__ESTRATTO DEL TESTO__
===============
Si entrò così in una fase definita dallo storico Marcelo Cavarozzi “semi-democrazia”, poiché il Partito Giustizialista, di maggioranza, rimaneva escluso dalle elezioni. La spaccatura fu solo parzialmente assorbita dai radicali di Frondizi, che vinse le elezioni del 1958 e legalizzò nuovamente il peronismo (ma non Perón, in esilio in Spagna). Il malcontento dei militari riapparve con due nuovi colpi di stato nel 1962 e nel 1966. Quest’ultimo fu il primo a definirsi non provvisorio, bensì una “Rivoluzione argentina” permanente e duratura, a difesa dell’unità nazionale, dell’occidente e del cristianesimo. Il golpe ebbe l’appoggio di molti partiti e degli antiperonisti. Le continue incursioni militari nelle università (in particolare, la celebre “Notte dei lunghi bastoni” del 29 luglio 1966, a Buenos Aires) e l’inasprirsi di torture e terrorismo di stato portarono alla creazione di gruppi armati clandestini, tra cui i celebri Montoneros, che a loro volta risposero con la violenza al regime. L’organizzazione di movimenti antagonisti era un fatto nuovo, che mostrava quanto fosse alto il livello di frattura sociale e ideologica. La dittatura, sempre più debole anche a causa di imponenti insurrezioni civili (come quella di Cordoba, o Cordobazo, del maggio 1969), decise di permettere le elezioni e addirittura il ritorno del peronismo (ma non di Perón), quale auspicabile ago della bilancia in un contesto di totale instabilità.
===============
__MATERIALE DELL'ESERCIZIO__
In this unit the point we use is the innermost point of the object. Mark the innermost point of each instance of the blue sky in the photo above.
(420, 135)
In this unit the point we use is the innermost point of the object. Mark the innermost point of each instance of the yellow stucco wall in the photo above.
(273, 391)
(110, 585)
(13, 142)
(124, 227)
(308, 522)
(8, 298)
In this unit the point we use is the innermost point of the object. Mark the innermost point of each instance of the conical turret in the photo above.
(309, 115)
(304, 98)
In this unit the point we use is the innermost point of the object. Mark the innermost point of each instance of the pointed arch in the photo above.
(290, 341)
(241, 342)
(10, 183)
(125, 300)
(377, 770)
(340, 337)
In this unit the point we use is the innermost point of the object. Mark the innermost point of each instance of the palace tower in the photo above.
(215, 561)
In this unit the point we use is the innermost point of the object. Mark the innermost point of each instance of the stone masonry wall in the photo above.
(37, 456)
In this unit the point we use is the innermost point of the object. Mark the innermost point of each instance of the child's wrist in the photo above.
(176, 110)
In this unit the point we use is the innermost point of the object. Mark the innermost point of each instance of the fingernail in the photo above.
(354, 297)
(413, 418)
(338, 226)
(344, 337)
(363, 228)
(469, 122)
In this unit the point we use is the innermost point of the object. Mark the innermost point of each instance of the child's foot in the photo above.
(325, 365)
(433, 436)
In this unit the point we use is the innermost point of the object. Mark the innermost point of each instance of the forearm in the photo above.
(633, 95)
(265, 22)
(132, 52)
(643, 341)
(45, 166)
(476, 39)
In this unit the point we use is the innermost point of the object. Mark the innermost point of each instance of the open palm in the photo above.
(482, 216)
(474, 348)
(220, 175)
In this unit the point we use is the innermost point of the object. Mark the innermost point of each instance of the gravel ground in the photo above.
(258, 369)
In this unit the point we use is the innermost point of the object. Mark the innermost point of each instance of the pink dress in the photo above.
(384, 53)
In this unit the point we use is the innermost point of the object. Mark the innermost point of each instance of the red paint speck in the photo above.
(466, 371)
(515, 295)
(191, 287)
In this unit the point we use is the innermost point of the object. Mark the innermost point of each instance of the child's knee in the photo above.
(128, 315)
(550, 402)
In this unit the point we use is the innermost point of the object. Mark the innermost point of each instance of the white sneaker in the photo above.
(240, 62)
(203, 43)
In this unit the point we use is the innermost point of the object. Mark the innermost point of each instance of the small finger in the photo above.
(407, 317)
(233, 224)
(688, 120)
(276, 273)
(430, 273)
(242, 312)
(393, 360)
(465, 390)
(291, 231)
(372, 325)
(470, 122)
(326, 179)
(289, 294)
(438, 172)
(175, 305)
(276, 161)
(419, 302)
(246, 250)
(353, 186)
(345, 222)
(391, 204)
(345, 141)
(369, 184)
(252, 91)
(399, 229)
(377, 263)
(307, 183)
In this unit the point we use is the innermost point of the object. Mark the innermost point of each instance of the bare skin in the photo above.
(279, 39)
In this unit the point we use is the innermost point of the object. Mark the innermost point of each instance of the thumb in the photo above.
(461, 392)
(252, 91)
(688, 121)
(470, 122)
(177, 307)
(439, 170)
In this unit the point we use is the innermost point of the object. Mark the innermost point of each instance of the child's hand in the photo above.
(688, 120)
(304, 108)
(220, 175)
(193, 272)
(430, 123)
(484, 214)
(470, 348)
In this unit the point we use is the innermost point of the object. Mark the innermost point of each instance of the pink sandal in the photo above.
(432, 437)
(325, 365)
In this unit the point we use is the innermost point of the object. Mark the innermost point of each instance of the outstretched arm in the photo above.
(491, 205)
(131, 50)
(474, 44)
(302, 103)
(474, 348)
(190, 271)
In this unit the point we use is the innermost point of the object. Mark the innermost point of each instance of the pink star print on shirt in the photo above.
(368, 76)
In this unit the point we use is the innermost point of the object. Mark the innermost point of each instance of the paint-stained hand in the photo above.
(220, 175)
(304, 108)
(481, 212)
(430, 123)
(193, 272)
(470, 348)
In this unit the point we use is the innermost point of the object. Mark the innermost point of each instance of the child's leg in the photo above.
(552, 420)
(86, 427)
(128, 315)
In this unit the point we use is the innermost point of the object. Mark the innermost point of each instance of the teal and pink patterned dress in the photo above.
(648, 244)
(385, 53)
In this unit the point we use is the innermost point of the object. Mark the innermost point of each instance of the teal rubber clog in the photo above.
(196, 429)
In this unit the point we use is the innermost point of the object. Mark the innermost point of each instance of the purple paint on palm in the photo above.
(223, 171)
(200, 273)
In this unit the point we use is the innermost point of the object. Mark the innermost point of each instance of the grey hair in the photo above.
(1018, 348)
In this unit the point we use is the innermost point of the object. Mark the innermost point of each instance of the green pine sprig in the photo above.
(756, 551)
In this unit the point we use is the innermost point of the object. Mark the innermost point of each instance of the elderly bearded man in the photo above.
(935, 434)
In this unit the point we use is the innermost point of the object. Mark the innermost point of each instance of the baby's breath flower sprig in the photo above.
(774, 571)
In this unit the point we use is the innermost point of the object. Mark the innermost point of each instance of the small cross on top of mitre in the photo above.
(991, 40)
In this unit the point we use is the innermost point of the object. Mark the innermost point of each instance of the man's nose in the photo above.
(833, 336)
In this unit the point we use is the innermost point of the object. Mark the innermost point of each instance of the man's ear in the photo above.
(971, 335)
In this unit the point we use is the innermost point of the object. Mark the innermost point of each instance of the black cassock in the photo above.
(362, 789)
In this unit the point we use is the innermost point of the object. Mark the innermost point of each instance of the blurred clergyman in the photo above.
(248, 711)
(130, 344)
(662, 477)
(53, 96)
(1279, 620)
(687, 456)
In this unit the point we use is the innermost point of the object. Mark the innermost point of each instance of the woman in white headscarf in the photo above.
===============
__COMPITI ASSEGNATI__
a. Rispondi a queste domande sul brano dedicato all'Argentina:
(i) Chi vinse le elezioni del 1958?
(ii) In quale data avvenne la "Notte dei lunghi bastoni"?
(iii) In quale mese e anno si verificò il Cordobazo?
b. Calcola, per favore, quante righe contengono la stringa "pink" e scrivi soltanto il numero.
Le righe non hanno alcun legame con il brano.

__RISULTATI PER COMPITO__
a.
(i) Frondizi.
(ii) Il 29 luglio 1966.
(iii) Nel maggio 1969.

b. 4